▶ _TEXT PROVIDED_
========================

Oil Prices End Week at 3 ½ Month High


Like most other commodities in the markets right now, oil has seen itself go through a strong recovery since the end of 2018. Currently, U.S. crude-oil futures posted their highest close in over three months.

International benchmark Brent crude was trading at $67.40 per barrel, a 1.5 percent gain over the course of the week from Monday’s start at $66.39 per barrel. American benchmark West Texas Intermediate increased further, gaining 1.9 percent throughout the week from $56.33 per barrel to $57.41 per barrel. For both benchmarks, these prices are at the highest levels since November 16th, 2018.

This has been due to a variety of different geopolitical reasons. For one, the Fed choosing to postpone hiking up interest rates is undoubtedly a driving force, as well one of the more recent developments to mention. The central bank raised interest rates four times in 2018. However, the announcement to be “patient” has pushed the American dollar lower against other currencies.

Another recent development that has caused commodities prices to rise is the stronger sense of hopefulness that U.S.-China trade talks will conclude with an agreement. Even if tariffs between the two countries don’t directly impact oil prices, prices will change to accommodate the changing international economic landscape. As the nation’s leaders meet again today in Washington to further discuss a trade deal, investors are keeping close tabs on the results of the conversation.

========================

▶ _LISTED RECORDS_

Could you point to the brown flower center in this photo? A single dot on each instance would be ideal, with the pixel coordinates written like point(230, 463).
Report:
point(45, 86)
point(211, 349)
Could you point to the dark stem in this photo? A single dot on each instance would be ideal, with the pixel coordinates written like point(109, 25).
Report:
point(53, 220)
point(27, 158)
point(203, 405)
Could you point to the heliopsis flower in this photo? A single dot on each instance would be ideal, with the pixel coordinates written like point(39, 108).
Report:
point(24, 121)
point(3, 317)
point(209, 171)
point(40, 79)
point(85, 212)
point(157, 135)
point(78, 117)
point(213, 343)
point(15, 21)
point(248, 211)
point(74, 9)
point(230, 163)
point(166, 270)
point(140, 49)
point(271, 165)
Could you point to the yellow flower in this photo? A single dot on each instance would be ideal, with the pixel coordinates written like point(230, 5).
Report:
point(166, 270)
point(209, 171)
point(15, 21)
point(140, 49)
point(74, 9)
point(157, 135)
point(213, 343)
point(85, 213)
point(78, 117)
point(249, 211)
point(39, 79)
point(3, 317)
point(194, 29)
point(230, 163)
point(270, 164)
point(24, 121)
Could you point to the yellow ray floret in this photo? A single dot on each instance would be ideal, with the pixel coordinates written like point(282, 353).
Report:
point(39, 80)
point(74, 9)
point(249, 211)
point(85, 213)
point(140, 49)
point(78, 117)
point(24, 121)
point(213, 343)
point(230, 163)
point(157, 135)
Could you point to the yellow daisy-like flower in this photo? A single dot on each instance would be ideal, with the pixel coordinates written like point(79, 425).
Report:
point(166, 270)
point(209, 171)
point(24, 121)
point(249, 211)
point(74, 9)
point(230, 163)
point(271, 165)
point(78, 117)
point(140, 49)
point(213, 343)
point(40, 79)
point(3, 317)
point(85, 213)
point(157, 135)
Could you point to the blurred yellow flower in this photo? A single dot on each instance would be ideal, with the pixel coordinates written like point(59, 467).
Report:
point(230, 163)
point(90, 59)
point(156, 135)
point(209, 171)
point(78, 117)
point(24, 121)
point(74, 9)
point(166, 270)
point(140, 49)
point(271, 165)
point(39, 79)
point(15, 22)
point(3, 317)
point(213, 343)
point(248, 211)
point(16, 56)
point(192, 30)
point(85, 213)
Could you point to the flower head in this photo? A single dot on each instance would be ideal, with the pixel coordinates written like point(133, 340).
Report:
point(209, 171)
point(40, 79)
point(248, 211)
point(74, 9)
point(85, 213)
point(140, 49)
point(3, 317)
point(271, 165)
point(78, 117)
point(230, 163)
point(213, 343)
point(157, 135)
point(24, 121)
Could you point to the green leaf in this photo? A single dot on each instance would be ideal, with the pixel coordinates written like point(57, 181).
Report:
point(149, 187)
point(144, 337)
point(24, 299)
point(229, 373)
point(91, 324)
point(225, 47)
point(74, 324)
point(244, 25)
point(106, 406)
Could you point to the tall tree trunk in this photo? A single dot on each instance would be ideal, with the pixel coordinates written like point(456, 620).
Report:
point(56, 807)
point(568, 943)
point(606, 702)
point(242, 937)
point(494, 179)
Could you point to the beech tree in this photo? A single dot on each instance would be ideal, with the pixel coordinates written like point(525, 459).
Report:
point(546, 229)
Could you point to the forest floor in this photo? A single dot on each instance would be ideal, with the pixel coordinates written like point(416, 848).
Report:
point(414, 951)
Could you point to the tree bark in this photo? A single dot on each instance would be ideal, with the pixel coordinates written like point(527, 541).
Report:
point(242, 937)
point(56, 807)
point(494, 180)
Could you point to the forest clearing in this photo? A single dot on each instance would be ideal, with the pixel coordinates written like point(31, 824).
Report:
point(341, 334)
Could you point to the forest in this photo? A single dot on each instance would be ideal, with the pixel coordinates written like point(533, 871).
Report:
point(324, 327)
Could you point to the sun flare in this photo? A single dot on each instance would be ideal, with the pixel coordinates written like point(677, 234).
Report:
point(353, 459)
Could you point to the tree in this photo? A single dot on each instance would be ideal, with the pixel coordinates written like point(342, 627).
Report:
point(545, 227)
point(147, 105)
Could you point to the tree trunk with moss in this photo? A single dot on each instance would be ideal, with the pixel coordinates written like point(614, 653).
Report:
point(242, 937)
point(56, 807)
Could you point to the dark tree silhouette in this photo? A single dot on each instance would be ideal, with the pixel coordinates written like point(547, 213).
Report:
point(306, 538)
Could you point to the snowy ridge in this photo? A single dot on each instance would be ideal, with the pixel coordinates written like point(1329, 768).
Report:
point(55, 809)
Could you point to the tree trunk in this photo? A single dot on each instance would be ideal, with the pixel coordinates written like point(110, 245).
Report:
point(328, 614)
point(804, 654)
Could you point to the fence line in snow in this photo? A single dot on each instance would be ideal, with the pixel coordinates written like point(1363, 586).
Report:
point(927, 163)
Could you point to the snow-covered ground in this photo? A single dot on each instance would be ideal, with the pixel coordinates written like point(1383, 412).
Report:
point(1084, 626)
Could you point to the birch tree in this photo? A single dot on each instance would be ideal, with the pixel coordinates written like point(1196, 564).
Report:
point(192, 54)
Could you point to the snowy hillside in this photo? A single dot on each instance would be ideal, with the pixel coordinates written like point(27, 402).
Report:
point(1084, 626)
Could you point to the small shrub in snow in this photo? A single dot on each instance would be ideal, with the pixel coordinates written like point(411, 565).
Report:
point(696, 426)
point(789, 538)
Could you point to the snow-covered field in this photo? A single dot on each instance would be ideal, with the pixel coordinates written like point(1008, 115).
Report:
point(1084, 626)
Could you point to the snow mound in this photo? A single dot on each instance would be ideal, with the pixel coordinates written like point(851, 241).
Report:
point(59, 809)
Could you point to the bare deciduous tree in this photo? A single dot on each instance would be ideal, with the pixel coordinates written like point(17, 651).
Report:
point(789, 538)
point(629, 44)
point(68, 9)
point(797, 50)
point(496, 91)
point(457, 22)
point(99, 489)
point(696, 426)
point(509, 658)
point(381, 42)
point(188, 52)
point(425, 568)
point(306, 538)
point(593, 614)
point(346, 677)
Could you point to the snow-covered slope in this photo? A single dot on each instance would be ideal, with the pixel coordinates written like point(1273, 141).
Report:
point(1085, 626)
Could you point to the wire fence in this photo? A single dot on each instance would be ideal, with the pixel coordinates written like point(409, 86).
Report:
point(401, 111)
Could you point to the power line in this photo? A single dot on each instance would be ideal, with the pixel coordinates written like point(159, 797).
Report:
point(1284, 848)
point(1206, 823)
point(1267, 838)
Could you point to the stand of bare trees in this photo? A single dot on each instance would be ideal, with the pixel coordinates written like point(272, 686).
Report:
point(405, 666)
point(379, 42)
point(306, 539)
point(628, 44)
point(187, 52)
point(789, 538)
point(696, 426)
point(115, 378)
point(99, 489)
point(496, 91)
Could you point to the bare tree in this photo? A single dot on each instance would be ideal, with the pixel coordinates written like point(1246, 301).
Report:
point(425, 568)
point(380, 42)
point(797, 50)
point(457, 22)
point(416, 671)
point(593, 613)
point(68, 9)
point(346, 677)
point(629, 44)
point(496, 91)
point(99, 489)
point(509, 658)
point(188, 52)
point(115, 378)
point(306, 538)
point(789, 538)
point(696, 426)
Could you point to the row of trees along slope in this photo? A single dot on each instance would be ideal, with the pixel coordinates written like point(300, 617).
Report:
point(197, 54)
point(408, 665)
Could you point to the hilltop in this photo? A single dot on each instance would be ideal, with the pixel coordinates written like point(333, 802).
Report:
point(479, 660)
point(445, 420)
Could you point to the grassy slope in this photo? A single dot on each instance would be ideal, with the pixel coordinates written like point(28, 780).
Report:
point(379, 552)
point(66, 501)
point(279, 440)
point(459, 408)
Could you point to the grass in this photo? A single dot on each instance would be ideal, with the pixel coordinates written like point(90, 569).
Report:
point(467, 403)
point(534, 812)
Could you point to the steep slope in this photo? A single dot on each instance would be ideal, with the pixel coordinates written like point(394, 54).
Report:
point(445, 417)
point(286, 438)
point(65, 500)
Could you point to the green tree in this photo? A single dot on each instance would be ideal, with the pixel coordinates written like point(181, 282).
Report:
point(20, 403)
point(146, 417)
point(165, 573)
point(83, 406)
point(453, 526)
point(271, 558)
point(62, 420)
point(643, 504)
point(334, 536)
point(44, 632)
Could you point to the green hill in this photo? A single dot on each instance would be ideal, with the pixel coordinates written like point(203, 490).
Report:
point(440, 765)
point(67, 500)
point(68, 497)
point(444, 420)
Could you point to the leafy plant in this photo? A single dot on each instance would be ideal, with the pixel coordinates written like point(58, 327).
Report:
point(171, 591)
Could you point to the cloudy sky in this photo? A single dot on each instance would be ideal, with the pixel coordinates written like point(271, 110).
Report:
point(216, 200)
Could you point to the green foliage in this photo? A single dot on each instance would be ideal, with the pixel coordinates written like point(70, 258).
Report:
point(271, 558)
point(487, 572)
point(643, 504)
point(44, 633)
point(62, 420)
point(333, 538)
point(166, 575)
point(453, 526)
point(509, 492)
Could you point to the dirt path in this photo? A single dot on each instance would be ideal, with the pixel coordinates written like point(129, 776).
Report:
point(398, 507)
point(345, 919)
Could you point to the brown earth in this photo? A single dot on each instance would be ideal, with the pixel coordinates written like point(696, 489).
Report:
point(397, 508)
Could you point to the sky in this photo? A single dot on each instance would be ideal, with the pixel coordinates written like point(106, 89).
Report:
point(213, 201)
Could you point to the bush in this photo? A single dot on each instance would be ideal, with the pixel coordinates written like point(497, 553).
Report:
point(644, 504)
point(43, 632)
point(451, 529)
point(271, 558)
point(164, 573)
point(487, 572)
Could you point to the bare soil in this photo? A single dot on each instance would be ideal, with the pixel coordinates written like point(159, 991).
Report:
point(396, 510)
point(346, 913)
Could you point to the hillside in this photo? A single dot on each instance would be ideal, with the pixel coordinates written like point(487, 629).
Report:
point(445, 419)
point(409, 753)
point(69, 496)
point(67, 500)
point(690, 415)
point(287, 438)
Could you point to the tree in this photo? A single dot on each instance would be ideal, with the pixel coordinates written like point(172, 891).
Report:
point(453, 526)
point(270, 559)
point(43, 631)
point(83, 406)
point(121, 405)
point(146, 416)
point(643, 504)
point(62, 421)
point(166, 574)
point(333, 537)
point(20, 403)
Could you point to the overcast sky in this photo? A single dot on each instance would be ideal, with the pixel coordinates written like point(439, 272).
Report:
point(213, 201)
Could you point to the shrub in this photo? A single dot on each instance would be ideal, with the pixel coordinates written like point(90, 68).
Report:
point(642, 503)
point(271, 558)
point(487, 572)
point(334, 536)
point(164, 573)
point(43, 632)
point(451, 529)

========================

▶ _INSTRUCTIONS_
• a. Duplicate the oil prices text from "International benchmark Brent" up to and including "against other currencies.".
• b. Go on with the text about oil prices, starting after its last sentence.
The listing isn't needed for anything here.

▶ _YOUR RESPONSES_
• a.
International benchmark Brent crude was trading at $67.40 per barrel, a 1.5 percent gain over the course of the week from Monday’s start at $66.39 per barrel. American benchmark West Texas Intermediate increased further, gaining 1.9 percent throughout the week from $56.33 per barrel to $57.41 per barrel. For both benchmarks, these prices are at the highest levels since November 16th, 2018.

This has been due to a variety of different geopolitical reasons. For one, the Fed choosing to postpone hiking up interest rates is undoubtedly a driving force, as well one of the more recent developments to mention. The central bank raised interest rates four times in 2018. However, the announcement to be “patient” has pushed the American dollar lower against other currencies.

• b.
“Oil prices, as well as the stock market have been rising on the anticipation that China and the U.S. would agree to a trade deal,” added Andy Lipow, president of Lipow Oil Associates in Houston. “In addition, we’re seeing a tightening of oil supplies around the world resulting from OPEC and non-OPEC production cuts.”

But the largest factor contributing to the rise of oil prices over the past few months has been the decision from OPEC and ally countries to cut production in order to stimulate prices. Ten partner producers outside of the OPEC, led by Russia, agreed in December to collectively reduce crude output by 1.2 million barrels a day for the first half of 2019. Since then, oil prices have increased close to 30 percent since the decision was made.

“While Saudi Arabia willingly cuts output and exports, the U.S. producers continue to flood the market with shale oil,” said Carsten Menke, commodities analyst at Julius Baer. “Drilling activity has stabilized, which brings much-needed cooling to the recent shale boom frenzy. Yet U.S. oil production remains on track to reach 13 million barrels per day by the end of the year. Balancing the market, i.e. aligning the somewhat uncertain global demand growth and the somewhat erratic U.S. sanction policies towards Iran and Venezuela with the shale boom, rests on Saudi Arabia and its allies.”

While in the short-term oil prices are expected to continue rising, this will likely be counterbalanced by the U.S.’s growing energy independence. U.S. energy companies have also been opening more offshore oil rigs over the past few weeks. With the country’s rising crude oil and shale output, this could threatening to put global oil markets into a downward price spiral as the energy market struggles with an oversupply of energy.